** Given entries follows **

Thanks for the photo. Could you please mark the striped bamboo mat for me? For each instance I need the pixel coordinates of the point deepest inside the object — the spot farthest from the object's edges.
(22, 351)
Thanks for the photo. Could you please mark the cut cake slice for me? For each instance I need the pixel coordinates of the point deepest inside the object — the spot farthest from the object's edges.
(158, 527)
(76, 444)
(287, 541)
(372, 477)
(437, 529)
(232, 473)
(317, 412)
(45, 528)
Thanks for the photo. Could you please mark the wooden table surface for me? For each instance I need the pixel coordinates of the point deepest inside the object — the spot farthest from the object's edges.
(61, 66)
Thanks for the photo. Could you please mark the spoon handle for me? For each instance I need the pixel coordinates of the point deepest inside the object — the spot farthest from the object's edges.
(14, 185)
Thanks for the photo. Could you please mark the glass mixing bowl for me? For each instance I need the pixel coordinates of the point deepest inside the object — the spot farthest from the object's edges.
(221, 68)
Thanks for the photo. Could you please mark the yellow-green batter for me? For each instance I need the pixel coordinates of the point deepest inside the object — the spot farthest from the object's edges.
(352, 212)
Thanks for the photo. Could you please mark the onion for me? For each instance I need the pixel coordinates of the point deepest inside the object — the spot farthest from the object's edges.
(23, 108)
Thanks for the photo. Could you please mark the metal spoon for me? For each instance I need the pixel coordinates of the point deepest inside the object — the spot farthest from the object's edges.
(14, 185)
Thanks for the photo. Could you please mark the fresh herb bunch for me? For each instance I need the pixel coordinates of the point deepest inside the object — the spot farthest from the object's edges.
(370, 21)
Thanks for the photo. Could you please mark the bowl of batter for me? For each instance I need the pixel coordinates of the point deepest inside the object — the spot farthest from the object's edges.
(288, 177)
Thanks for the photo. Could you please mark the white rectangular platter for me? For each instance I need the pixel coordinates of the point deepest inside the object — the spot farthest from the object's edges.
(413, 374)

** End of Given entries **

=== Work task ===
Your response should consist of the data above, duplicated exactly.

=== Task output ===
Thanks for the photo. Could you please mark the striped bamboo mat for me? For each instance I need the pixel coordinates of the point deepest inside the object — the spot farthest from the object's edges.
(22, 351)
Thanks for the photo. Could you please mark the cut cake slice for me? For each instance I need the pixel coordinates of the point deepest inside the object — the spot farthest from the object's edges.
(158, 527)
(76, 444)
(287, 541)
(372, 477)
(437, 529)
(232, 473)
(317, 412)
(45, 528)
Thanks for the photo. Could you please mark the wooden table surface for me? For each instance I need the pixel coordinates of the point deepest inside the object — the spot farthest from the object's edges.
(61, 66)
Thanks for the photo. Could you please mark the spoon handle for me? For each instance I need the pixel coordinates of the point deepest inside the object — the spot farthest from the object's edges.
(14, 185)
Thanks for the photo. Could you please mark the glass mixing bowl for me? For each instance I need the pixel coordinates of the point deepest inside the object — the spot farthest from the object's edges.
(221, 68)
Thanks for the photo. Could you please mark the yellow-green batter for me? For each instance I need the pixel coordinates of the point deepest inside the object — the spot farthest from the object's edges.
(352, 212)
Thanks for the photo. Could you please mark the onion for me? For each instance I need the pixel coordinates of the point deepest inside the object — the spot farthest from the object's edges.
(23, 108)
Thanks for the photo. Could you please mark the metal spoon for me? For each instance I need the pixel coordinates of the point deepest inside the object — the spot farthest from the object's edges.
(14, 185)
Thanks for the photo. Could you please mark the fresh herb bunch for me? For each instance I need the pixel coordinates of the point deepest inside the object — the spot farthest from the object's edges.
(370, 21)
Thanks for the photo. Could you please mark the bowl of batter for me? For each instance I need the pixel coordinates of the point deepest inside the object — the spot farthest from the object's edges.
(288, 177)
Thanks for the photo. Could you please mark the white rectangular platter for me? For each instance I need the pixel coordinates of the point deepest inside the object — the spot farthest from the object's edges.
(413, 374)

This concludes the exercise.